Required task A
Lay out the listing as a numbered list, from the line with "Each instance receives one keypoint. Mark the tablet home" up to and including its last line, leaving out blank lines.

Extract

******

Network Programming · Part 8 — Streams, Backpressure & Message Framing

TCP is a byte stream with no message boundaries — learn delimiter vs length-prefix framing, stateful decoders, and backpressure with socket.write() and drain in Node.js + TypeScript, bilingual.

MAY 20, 2024 14 MIN READ

This is Part 8 of a 10-part series on network programming with Node.js + TypeScript {Đây là Phần 8 của series 10 bài về lập trình mạng với Node.js + TypeScript}. Part 2 promised a hard truth: TCP is a byte stream — it preserves order and reliability, but it does not preserve message boundaries {Phần 2 đã hứa một sự thật khó: TCP là luồng byte — giữ thứ tự và tin cậy, nhưng không giữ ranh giới message}. Today we face that truth head-on, add framing so logical messages survive arbitrary chunking, and handle backpressure so fast senders do not blow up memory {Hôm nay ta đối mặt sự thật đó, thêm framing để message logic sống sót qua việc cắt chunk tùy ý, và xử lý backpressure để bên gửi nhanh không làm tràn bộ nhớ}.

The core truth: no message boundaries {Sự thật cốt lõi: không có ranh giới message}

When you socket.write('HELLO') then socket.write('WORLD'), TCP guarantees the receiver gets the bytes in order — but not how they are grouped into 'data' events {Khi bạn socket.write('HELLO') rồi socket.write('WORLD'), TCP đảm bảo bên nhận nhận byte đúng thứ tự — nhưng không đảm bảo cách chúng được gom thành sự kiện 'data'}.

******

Material shown
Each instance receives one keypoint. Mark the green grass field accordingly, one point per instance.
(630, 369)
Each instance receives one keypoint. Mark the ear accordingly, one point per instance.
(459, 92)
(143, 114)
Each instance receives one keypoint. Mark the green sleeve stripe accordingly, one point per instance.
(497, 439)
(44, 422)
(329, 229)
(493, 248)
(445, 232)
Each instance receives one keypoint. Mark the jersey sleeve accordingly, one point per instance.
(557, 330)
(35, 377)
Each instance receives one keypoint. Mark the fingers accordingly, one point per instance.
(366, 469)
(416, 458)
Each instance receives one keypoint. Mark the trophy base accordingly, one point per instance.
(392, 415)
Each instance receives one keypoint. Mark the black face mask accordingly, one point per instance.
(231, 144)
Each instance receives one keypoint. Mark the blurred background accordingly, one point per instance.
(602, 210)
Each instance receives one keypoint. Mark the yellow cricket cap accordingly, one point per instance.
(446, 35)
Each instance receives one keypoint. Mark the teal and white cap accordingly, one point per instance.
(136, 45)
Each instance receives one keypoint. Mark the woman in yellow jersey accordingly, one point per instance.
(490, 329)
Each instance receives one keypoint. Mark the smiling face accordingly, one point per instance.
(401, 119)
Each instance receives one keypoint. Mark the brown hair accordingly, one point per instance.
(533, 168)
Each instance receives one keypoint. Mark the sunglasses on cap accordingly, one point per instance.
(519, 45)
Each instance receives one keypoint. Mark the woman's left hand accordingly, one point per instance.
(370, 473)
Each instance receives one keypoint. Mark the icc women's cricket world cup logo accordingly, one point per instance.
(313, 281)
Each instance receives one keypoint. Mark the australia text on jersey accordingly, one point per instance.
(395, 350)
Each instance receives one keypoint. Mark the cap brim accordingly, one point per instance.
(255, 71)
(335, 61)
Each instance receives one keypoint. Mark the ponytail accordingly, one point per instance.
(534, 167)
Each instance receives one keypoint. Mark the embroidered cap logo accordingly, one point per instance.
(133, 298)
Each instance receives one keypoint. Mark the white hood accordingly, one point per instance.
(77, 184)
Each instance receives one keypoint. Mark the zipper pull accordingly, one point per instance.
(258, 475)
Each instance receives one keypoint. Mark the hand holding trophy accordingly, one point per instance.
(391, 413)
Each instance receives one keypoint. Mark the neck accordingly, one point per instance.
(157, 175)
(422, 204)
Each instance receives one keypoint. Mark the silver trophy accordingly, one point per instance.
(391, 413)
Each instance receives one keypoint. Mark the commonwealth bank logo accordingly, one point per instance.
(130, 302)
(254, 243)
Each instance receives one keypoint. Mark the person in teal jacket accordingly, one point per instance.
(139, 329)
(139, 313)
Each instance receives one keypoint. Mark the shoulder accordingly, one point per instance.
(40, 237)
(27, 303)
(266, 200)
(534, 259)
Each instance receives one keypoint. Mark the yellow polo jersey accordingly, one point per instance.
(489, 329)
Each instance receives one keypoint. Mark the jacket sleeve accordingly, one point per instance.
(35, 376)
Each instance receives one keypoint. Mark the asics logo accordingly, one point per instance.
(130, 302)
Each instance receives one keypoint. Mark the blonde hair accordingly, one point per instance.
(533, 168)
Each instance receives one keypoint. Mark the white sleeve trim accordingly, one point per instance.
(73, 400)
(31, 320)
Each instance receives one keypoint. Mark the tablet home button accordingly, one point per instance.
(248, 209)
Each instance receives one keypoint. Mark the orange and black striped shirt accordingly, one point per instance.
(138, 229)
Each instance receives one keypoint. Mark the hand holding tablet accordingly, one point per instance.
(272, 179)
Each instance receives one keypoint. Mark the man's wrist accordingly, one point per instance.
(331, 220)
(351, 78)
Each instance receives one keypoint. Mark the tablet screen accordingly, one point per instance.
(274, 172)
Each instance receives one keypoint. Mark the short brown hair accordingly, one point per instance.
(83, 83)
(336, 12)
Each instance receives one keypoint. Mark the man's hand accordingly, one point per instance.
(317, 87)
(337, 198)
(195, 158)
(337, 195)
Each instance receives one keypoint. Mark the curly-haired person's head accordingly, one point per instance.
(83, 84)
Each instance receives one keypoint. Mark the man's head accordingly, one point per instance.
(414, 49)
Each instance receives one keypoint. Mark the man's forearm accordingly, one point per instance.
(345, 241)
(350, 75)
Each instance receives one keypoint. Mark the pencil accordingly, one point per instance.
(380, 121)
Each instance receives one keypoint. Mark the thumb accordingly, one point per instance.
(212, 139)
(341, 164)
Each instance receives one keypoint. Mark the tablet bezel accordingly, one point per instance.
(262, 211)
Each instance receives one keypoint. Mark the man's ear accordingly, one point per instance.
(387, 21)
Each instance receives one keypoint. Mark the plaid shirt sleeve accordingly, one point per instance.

******

Required task B
According to the network programming extract, what does TCP preserve, and what does it not preserve?

Finished answer A
1. Each instance receives one keypoint. Mark the tablet home button accordingly, one point per instance.
2. (248, 209)
3. Each instance receives one keypoint. Mark the orange and black striped shirt accordingly, one point per instance.
4. (138, 229)
5. Each instance receives one keypoint. Mark the hand holding tablet accordingly, one point per instance.
6. (272, 179)
7. Each instance receives one keypoint. Mark the man's wrist accordingly, one point per instance.
8. (331, 220)
9. (351, 78)
10. Each instance receives one keypoint. Mark the tablet screen accordingly, one point per instance.
11. (274, 172)
12. Each instance receives one keypoint. Mark the short brown hair accordingly, one point per instance.
13. (83, 83)
14. (336, 12)
15. Each instance receives one keypoint. Mark the man's hand accordingly, one point per instance.
16. (317, 87)
17. (337, 198)
18. (195, 158)
19. (337, 195)
20. Each instance receives one keypoint. Mark the curly-haired person's head accordingly, one point per instance.
21. (83, 84)
22. Each instance receives one keypoint. Mark the man's head accordingly, one point per instance.
23. (414, 49)
24. Each instance receives one keypoint. Mark the man's forearm accordingly, one point per instance.
25. (345, 241)
26. (350, 75)
27. Each instance receives one keypoint. Mark the pencil accordingly, one point per instance.
28. (380, 121)
29. Each instance receives one keypoint. Mark the thumb accordingly, one point per instance.
30. (212, 139)
31. (341, 164)
32. Each instance receives one keypoint. Mark the tablet bezel accordingly, one point per instance.
33. (262, 211)
34. Each instance receives one keypoint. Mark the man's ear accordingly, one point per instance.
35. (387, 21)
36. Each instance receives one keypoint. Mark the plaid shirt sleeve accordingly, one point per instance.

Finished answer B
TCP preserves order and reliability, but it does not preserve message boundaries.